1

I had a task to split a string by a two chars groups.

So '031745'[03,17,45]

I took the regex approach and successfully managed to do it via: 

'031745'.split(/(?=(?:..)+$)/);

// result: ["03", "17", "45"]

I'm aware of what's going on here: We are trying to split by invisible location which has subsequent groups of 2 chars, repeatedly.

But there are two things which I find hard to explain:

1.

  • If I remove the end char $, I get this result: 

    '031745'.split(/(?=(?:..)+)/);
// result: ["0", "3", "1", "7", "45"]`

    Why does removing $ affects the result? After all, we're just looking for repeated - non-overlapped two chars.

2.

  • Why does changing the inner group to a non-captured-group, causing to yield a different result:

    '031745'.split(/(?=(..)$)/);
// result: ["0317", "45", "45"]

    AFAIK - captured groups are for back reference and for capturing a group. After all - it's still a group of two chars being repeated, so what makes (..) behaves differently than (?:..) in this particular case?

nb, I know there are other approaches but still I want to stay with Regex - learning purpose.

===============

(WRITTEN PROBLEM A):
List every regular expression passed to split in the regex string-splitting question.
(WRITTEN PROBLEM B):
From the regex string-splitting question, reproduce word for word the passage starting with "I took the regex" and going on through "2 chars, repeatedly.".

(DATASET EXTRACT):
===============

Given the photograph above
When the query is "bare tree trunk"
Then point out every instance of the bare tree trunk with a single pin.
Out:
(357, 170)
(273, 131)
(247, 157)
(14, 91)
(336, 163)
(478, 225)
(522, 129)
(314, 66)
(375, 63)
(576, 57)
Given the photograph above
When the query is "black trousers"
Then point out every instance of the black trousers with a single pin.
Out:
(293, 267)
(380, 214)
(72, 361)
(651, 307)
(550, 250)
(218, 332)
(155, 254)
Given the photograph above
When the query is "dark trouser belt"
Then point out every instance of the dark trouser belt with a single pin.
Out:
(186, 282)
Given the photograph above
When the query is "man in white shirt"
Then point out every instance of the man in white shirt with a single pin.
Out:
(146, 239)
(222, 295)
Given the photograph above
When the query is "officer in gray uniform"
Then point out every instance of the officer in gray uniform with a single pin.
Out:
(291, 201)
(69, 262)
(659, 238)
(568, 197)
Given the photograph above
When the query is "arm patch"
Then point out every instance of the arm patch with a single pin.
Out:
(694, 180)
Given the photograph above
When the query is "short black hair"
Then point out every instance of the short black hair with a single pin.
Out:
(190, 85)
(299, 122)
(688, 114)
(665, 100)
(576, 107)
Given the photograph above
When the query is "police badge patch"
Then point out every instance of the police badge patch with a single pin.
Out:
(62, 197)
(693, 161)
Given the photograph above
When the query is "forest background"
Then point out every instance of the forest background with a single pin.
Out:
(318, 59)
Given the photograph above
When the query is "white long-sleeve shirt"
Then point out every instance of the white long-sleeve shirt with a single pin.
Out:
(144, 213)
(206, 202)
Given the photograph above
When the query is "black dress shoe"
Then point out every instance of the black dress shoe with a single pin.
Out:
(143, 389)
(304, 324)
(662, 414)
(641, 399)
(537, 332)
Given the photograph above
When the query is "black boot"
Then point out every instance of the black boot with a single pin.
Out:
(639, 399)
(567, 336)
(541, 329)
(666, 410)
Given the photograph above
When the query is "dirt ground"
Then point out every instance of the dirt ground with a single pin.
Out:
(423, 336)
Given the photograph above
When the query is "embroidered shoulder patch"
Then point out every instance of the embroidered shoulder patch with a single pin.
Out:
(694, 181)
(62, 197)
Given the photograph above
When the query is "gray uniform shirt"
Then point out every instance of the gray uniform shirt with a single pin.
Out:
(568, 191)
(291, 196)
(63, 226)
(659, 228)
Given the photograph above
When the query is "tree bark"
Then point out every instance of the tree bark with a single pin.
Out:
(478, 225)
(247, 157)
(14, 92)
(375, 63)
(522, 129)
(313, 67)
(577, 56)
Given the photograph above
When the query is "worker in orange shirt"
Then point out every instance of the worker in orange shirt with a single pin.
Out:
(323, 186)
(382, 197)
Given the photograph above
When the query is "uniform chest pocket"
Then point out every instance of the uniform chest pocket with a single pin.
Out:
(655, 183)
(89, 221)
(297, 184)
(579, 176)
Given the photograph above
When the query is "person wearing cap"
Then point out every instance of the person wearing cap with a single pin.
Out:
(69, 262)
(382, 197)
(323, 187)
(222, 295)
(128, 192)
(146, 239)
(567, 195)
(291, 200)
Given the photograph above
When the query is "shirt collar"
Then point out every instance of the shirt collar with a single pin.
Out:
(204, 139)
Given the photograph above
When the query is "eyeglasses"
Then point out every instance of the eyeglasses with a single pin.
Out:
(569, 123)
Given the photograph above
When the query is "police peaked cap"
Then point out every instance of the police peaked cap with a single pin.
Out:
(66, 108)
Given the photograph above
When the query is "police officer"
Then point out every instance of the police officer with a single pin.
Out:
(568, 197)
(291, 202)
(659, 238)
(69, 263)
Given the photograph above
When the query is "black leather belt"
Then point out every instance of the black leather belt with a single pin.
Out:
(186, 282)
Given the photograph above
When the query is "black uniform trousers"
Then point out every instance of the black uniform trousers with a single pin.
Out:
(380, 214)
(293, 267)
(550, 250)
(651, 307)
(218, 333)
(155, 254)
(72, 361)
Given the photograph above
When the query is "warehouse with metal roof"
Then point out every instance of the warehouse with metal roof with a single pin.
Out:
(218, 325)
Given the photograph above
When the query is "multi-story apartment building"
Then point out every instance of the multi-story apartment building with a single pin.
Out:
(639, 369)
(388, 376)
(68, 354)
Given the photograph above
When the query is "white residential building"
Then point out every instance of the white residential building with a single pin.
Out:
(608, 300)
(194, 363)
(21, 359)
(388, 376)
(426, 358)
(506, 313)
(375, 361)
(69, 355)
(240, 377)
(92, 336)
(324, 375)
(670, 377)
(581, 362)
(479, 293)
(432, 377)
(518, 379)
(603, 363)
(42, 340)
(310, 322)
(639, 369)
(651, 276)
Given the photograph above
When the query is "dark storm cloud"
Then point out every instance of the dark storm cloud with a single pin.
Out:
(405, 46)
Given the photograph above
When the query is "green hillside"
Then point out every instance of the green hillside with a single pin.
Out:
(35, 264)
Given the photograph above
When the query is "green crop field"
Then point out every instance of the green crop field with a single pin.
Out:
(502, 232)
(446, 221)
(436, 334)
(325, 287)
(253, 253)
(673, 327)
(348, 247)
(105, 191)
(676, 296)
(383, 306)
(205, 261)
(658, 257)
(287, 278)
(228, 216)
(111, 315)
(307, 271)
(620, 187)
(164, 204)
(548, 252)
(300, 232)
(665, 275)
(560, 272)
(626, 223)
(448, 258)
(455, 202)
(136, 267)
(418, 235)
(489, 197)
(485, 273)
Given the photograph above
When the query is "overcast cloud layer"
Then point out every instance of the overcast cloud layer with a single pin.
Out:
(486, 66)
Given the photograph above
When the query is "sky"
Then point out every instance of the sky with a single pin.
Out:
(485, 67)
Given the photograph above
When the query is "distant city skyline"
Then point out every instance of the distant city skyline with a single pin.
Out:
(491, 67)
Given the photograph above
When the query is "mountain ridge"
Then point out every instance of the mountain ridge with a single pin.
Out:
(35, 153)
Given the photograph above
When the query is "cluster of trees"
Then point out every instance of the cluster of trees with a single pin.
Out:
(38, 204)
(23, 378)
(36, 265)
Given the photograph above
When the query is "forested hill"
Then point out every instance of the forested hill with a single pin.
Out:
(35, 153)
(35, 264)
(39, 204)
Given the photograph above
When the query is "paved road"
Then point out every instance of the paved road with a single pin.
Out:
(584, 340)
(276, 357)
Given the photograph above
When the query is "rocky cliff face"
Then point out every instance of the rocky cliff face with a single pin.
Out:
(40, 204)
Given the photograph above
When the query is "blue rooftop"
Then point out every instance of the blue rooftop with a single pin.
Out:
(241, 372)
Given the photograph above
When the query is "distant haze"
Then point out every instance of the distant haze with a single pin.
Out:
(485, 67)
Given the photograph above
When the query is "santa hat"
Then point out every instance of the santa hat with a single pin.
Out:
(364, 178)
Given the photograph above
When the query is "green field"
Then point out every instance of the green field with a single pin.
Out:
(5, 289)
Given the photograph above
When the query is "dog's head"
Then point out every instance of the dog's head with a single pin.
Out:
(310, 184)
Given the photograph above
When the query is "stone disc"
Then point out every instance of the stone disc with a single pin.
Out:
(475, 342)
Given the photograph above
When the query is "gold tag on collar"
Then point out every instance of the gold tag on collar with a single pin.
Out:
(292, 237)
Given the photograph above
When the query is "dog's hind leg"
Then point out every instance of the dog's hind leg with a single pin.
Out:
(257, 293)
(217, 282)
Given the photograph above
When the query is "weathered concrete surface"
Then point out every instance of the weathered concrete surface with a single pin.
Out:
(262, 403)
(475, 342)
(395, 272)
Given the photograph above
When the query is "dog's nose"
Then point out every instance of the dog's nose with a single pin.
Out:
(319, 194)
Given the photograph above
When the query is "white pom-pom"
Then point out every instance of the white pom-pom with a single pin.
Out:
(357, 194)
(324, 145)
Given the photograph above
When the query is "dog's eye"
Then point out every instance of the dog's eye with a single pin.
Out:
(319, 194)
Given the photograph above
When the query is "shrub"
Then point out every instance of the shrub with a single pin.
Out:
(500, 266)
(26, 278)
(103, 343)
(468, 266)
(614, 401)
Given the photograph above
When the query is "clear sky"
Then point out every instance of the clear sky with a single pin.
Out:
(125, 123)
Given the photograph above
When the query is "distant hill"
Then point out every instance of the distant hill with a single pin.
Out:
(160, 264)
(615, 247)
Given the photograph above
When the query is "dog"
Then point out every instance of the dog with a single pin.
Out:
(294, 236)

===============

(EXERCISE RESULT A):
/(?=(?:..)+$)/
/(?=(?:..)+)/
/(?=(..)$)/

(EXERCISE RESULT B):
I took the regex approach and successfully managed to do it via: 

'031745'.split(/(?=(?:..)+$)/);

// result: ["03", "17", "45"]

I'm aware of what's going on here: We are trying to split by invisible location which has subsequent groups of 2 chars, repeatedly.